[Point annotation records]

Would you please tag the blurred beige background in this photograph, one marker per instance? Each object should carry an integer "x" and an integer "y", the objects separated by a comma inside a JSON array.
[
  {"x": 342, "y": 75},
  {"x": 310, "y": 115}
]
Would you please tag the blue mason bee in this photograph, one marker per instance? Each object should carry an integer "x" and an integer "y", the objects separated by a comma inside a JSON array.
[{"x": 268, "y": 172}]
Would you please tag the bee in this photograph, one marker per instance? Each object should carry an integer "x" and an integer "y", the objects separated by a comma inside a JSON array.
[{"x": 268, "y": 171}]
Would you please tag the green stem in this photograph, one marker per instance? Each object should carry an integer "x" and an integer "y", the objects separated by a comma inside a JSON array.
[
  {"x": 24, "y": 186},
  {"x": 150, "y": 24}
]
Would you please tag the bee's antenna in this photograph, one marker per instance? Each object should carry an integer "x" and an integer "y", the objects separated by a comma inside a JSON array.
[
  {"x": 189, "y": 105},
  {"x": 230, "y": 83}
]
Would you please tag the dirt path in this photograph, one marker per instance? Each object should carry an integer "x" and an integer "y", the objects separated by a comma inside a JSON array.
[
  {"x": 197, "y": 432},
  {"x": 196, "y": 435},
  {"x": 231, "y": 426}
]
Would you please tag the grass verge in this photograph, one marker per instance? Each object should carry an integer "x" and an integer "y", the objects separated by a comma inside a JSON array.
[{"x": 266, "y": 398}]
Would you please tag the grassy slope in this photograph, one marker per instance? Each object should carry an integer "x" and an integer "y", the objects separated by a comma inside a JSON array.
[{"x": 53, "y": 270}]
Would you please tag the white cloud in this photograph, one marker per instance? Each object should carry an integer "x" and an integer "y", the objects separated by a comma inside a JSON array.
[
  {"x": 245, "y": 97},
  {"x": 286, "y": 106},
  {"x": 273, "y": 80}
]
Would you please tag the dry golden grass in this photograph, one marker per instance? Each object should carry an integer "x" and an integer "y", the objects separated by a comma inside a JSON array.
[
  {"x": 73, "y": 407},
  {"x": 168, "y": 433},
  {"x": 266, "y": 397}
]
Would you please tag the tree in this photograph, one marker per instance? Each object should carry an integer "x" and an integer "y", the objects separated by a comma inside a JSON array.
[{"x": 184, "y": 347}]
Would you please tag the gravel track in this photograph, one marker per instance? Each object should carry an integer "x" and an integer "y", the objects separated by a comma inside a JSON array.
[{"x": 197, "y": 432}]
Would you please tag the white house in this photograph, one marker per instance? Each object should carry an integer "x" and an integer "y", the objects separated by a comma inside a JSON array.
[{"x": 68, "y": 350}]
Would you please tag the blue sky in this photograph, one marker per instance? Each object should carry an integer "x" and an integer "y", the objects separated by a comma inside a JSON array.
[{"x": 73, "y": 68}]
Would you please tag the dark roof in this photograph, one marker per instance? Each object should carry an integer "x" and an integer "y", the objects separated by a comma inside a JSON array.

> What this task involves
Type out all of the material again, word for word.

> Output of the task
Would you please tag the blurred beige background in this photograph, one marker per instance? Each object should carry an integer "x" and an integer "y", the objects separated by a comma inside a JSON array.
[
  {"x": 342, "y": 75},
  {"x": 310, "y": 115}
]
Would you please tag the blue mason bee in this photograph, one marker per instance? Each object should carry an integer "x" and an integer "y", the objects separated by a comma inside a JSON array.
[{"x": 268, "y": 172}]
Would you please tag the bee in this photograph, one marker per instance? Each object should carry an integer "x" and an integer "y", the objects separated by a comma inside a JSON array.
[{"x": 268, "y": 171}]
Would you please tag the green stem in this photograph, one marker per instance? Each object should carry an integer "x" and an integer "y", the objects separated by a comma inside a JSON array.
[
  {"x": 24, "y": 186},
  {"x": 150, "y": 24}
]
Would you please tag the bee's antenna in this photograph, one marker per instance? Each object should carry an integer "x" and an integer "y", the objects separated by a comma inside a JSON array.
[
  {"x": 189, "y": 105},
  {"x": 230, "y": 83}
]
Would you please tag the dirt path in this photograph, one marker per instance? Each object should carry an integer "x" and an integer "y", the objects separated by a comma inside a JSON array.
[
  {"x": 197, "y": 432},
  {"x": 196, "y": 435},
  {"x": 231, "y": 426}
]
Would you please tag the grass verge in this photograph, one marker per instance? Each object should carry an integer "x" and an integer "y", the objects separated by a comma inside a JSON array.
[{"x": 266, "y": 398}]
Would you please tag the grassy slope in this photograph, one marker per instance? Each object should carry an integer "x" and an integer "y", the objects separated by a comma inside a JSON array.
[{"x": 53, "y": 270}]
Would you please tag the white cloud in this photograph, one marker per instance? Each object should carry an integer "x" and an integer "y", the objects separated by a comma inside a JSON array.
[
  {"x": 245, "y": 97},
  {"x": 286, "y": 106},
  {"x": 273, "y": 80}
]
Would you please tag the dry golden grass in this photograph, one marker per instance? Each object should carry an integer "x" and an integer "y", the objects separated by a comma inside a JSON array.
[
  {"x": 73, "y": 407},
  {"x": 168, "y": 433},
  {"x": 266, "y": 397}
]
Would you please tag the tree in this photograph, one marker per instance? Each object should carry an integer "x" and an integer "y", the objects separated by a comma inside a JSON array.
[{"x": 184, "y": 347}]
Would you please tag the gravel track in this photograph, one marker per instance? Each object should carry an integer "x" and an integer "y", the objects separated by a comma inside a JSON array.
[{"x": 197, "y": 432}]
Would you please tag the white house in this photograph, one marker per instance? Each object should carry an integer "x" and an integer "y", the objects separated by a comma inside a JSON array.
[{"x": 68, "y": 350}]
Would you please tag the blue sky in this photograph, one marker per instance? Each object should carry an integer "x" and an integer "y", the objects separated by a comma inside a JSON array.
[{"x": 73, "y": 68}]
Would you please tag the dark roof in this photograph, one marker per instance? Each object should carry an integer "x" and an integer "y", the objects separated by a comma inside a JSON array.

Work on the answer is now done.